START Available data

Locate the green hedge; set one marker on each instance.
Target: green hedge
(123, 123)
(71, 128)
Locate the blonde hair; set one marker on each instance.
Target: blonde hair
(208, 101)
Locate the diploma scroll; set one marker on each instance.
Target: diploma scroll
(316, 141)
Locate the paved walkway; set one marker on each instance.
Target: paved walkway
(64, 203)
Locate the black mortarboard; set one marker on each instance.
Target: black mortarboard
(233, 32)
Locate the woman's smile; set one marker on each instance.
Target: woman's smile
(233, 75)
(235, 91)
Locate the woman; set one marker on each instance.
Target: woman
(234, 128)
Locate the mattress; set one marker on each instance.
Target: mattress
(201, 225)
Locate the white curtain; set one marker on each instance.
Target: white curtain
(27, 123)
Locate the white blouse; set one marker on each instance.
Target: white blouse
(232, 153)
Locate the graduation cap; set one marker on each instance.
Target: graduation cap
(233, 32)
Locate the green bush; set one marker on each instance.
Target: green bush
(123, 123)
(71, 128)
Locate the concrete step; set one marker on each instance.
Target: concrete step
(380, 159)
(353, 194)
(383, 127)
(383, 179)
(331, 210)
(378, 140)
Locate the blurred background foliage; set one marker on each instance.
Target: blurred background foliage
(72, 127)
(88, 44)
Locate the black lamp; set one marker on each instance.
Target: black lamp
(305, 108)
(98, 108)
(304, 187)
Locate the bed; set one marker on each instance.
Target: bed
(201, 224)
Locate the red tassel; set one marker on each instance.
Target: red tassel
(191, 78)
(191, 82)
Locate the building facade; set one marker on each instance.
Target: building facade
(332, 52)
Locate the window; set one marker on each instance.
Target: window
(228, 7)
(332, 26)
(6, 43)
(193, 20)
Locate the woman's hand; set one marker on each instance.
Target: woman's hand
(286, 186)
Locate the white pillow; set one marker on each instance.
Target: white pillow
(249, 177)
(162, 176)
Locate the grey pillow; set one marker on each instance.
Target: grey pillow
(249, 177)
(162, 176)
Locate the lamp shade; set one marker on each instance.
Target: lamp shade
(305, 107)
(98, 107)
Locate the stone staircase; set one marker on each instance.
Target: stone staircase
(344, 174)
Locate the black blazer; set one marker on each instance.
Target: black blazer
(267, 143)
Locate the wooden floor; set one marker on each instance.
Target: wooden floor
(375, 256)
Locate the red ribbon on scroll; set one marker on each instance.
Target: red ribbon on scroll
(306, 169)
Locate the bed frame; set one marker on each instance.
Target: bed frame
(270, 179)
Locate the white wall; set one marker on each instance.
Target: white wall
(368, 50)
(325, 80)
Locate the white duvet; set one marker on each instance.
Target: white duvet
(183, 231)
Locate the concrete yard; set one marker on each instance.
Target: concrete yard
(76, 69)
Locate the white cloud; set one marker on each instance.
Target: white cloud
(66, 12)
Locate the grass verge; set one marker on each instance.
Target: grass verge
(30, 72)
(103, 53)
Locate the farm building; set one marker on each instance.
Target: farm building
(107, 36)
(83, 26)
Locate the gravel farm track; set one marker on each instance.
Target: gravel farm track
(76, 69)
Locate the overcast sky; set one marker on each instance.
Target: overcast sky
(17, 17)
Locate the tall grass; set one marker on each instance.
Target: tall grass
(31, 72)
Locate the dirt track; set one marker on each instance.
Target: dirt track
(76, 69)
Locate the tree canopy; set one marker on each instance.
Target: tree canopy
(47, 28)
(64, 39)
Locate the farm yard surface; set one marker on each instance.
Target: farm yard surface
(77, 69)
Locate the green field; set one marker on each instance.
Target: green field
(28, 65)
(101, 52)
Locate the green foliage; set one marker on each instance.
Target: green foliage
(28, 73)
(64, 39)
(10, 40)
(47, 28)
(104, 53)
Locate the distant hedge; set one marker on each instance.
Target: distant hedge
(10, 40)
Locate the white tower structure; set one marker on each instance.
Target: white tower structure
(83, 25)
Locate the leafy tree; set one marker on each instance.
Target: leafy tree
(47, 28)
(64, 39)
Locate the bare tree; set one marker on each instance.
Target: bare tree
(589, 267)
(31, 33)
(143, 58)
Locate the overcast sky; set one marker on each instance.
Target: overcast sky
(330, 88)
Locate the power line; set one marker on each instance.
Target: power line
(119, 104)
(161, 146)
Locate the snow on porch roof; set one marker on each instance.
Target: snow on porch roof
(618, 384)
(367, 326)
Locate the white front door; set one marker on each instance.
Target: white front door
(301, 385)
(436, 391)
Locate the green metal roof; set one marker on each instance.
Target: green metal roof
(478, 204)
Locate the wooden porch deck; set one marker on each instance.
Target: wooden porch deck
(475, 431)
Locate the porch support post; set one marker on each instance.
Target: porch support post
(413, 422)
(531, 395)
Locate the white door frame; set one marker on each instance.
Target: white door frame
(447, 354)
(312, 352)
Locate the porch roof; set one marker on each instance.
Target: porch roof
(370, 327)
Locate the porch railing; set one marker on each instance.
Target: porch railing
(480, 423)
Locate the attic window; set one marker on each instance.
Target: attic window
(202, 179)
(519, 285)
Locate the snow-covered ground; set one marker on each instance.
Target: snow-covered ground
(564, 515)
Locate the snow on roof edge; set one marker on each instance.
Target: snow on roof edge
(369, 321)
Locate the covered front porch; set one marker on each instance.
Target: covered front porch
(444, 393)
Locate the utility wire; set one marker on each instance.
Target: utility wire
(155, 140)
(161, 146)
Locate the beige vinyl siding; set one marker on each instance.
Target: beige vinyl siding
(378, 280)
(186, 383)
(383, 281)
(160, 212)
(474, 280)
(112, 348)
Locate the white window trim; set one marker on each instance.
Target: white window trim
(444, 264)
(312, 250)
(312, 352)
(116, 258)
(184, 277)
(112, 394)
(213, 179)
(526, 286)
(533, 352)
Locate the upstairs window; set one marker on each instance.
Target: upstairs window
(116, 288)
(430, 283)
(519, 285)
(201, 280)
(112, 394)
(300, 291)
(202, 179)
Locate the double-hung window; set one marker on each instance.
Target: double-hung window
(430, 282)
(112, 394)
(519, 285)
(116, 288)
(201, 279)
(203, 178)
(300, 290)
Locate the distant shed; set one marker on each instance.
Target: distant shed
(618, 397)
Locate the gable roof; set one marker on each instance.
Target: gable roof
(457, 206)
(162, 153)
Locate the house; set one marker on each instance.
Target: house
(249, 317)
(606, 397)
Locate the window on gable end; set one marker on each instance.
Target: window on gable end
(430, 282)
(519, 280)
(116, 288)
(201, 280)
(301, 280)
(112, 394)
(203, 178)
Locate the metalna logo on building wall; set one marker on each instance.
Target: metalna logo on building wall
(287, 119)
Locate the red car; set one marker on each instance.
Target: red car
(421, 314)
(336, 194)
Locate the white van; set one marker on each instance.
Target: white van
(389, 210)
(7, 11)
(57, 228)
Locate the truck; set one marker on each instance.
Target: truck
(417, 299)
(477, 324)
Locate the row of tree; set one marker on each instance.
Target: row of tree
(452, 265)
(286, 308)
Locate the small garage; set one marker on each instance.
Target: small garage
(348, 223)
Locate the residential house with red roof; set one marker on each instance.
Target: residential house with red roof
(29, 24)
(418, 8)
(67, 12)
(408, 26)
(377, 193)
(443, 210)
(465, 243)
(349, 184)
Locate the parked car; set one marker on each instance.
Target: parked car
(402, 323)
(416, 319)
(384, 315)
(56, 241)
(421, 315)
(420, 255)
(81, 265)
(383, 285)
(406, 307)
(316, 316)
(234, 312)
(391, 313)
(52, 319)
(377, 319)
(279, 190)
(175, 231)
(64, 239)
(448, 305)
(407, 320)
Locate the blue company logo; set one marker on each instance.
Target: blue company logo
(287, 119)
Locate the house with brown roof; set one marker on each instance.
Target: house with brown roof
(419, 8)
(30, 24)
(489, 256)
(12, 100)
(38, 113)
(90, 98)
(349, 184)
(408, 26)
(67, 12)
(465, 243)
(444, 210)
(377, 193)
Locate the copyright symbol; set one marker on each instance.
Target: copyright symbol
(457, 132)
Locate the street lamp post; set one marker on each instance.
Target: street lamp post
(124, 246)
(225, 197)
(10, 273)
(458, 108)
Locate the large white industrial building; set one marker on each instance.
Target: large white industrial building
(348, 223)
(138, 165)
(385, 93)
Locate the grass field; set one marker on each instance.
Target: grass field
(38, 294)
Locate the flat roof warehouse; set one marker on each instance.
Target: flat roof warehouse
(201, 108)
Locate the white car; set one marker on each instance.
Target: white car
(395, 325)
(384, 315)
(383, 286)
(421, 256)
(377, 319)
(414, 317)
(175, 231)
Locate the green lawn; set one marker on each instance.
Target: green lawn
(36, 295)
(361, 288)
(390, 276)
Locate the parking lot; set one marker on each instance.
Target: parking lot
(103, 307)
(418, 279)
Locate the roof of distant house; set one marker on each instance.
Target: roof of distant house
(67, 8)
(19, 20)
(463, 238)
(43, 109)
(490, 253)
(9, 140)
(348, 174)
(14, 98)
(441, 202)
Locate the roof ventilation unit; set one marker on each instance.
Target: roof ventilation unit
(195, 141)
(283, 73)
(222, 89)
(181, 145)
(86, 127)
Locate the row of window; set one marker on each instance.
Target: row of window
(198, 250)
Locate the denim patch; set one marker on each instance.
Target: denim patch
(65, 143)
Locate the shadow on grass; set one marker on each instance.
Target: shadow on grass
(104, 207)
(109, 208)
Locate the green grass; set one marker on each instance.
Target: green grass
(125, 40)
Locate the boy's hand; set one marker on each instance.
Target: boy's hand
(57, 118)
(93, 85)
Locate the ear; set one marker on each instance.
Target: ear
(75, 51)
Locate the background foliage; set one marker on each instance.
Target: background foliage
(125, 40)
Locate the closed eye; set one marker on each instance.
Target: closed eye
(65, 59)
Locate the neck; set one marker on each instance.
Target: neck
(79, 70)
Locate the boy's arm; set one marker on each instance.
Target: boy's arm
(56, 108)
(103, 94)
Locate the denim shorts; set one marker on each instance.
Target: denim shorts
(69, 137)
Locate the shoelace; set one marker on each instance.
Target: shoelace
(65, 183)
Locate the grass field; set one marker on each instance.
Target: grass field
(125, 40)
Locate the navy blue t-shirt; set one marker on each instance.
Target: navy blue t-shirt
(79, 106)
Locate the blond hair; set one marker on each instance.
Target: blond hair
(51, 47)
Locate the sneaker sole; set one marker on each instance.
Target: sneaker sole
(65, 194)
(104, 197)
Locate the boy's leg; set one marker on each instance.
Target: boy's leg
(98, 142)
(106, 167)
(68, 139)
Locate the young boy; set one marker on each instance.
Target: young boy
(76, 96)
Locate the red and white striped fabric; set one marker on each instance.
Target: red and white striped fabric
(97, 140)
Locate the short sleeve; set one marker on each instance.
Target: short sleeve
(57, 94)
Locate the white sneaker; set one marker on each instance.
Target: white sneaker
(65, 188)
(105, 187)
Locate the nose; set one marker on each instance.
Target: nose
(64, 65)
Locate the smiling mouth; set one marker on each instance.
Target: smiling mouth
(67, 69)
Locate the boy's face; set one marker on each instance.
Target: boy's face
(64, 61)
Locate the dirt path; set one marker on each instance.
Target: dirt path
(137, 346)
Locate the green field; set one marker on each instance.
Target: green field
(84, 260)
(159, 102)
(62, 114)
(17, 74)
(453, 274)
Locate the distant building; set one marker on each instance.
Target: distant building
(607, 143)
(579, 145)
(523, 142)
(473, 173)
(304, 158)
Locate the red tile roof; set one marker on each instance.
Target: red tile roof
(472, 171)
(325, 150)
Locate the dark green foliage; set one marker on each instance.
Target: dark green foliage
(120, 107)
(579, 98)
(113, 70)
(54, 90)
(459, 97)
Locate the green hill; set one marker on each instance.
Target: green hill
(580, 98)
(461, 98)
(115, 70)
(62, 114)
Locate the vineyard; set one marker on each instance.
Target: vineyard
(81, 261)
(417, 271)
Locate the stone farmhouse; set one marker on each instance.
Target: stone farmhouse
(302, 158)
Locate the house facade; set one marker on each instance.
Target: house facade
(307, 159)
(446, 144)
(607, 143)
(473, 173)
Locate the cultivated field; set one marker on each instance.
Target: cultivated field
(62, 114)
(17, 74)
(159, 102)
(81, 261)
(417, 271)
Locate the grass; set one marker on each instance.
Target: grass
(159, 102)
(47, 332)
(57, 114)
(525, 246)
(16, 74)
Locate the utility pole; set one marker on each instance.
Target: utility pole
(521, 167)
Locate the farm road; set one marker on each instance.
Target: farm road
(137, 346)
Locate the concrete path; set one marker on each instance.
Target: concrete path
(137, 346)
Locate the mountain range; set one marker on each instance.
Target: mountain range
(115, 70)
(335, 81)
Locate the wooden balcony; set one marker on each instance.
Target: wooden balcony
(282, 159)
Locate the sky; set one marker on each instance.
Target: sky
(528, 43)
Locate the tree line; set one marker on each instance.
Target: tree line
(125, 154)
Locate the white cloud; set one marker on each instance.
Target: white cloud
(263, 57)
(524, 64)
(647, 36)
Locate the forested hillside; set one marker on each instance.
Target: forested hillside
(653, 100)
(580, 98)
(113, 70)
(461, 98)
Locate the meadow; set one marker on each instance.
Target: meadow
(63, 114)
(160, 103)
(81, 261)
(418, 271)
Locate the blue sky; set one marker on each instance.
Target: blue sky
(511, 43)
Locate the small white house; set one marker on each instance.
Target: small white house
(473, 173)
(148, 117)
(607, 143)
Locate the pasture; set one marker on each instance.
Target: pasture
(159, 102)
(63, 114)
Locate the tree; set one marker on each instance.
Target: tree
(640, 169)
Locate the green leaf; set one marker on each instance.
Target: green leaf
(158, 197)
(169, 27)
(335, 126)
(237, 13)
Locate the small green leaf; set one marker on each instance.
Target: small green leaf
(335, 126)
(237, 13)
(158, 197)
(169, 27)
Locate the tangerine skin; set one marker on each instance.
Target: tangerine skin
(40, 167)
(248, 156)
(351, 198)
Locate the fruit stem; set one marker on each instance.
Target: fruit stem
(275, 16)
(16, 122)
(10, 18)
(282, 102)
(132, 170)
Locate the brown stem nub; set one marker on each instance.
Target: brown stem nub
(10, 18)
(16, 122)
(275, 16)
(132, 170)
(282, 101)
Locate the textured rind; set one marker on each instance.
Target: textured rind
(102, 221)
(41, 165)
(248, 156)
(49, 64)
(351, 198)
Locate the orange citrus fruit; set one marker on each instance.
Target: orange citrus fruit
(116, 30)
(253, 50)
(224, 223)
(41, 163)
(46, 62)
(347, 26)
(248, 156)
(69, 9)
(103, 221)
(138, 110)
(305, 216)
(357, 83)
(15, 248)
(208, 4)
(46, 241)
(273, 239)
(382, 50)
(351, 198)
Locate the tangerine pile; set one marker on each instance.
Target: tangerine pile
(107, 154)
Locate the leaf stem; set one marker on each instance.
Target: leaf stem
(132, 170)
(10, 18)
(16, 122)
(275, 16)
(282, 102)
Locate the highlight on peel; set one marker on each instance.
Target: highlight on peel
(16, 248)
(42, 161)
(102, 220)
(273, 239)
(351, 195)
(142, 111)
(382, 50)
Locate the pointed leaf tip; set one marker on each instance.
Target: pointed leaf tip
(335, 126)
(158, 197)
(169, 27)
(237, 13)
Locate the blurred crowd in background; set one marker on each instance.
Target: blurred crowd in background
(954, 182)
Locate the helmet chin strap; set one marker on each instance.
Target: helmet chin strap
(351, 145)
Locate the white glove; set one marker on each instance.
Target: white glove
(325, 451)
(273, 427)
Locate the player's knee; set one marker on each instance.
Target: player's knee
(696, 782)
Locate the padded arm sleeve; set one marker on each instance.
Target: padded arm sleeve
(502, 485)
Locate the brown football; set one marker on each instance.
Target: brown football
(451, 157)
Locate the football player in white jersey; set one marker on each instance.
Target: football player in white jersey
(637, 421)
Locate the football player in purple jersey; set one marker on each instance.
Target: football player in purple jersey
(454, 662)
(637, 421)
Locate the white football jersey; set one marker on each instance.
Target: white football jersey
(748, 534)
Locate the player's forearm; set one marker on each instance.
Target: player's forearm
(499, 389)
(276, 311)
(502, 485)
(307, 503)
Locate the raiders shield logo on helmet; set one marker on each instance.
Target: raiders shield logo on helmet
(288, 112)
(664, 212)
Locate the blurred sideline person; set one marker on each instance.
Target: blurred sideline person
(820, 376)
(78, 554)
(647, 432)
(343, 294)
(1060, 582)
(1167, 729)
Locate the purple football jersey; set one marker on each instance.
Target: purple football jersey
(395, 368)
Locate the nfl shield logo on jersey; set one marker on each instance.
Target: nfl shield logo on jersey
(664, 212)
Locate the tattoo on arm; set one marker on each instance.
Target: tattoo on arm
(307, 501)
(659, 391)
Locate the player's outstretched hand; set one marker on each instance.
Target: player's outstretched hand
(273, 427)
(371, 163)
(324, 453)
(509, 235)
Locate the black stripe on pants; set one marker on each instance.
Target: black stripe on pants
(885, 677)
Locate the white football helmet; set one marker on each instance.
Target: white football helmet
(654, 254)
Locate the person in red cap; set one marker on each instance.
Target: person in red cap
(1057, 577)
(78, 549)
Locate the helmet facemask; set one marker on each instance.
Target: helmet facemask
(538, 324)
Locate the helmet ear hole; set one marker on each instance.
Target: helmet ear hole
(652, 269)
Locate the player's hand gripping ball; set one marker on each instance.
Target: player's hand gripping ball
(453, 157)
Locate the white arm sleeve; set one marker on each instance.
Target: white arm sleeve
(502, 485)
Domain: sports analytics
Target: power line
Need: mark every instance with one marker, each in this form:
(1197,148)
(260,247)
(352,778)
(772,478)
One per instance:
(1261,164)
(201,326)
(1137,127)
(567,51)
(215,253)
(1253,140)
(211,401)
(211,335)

END Available data

Exercise objective. Your task is to transcribe, with no changes, only the lines of the listing above that lie between the line holding "Target: shoelace" and the line holding "Locate the blond hair;", inclusive.

Exercise solution.
Target: shoelace
(65, 183)
Locate the grass field; set one marker on each instance.
Target: grass field
(125, 40)
Locate the navy blue t-shirt; set one marker on each instance.
Target: navy blue t-shirt
(79, 106)
Locate the blond hair; set one marker on each instance.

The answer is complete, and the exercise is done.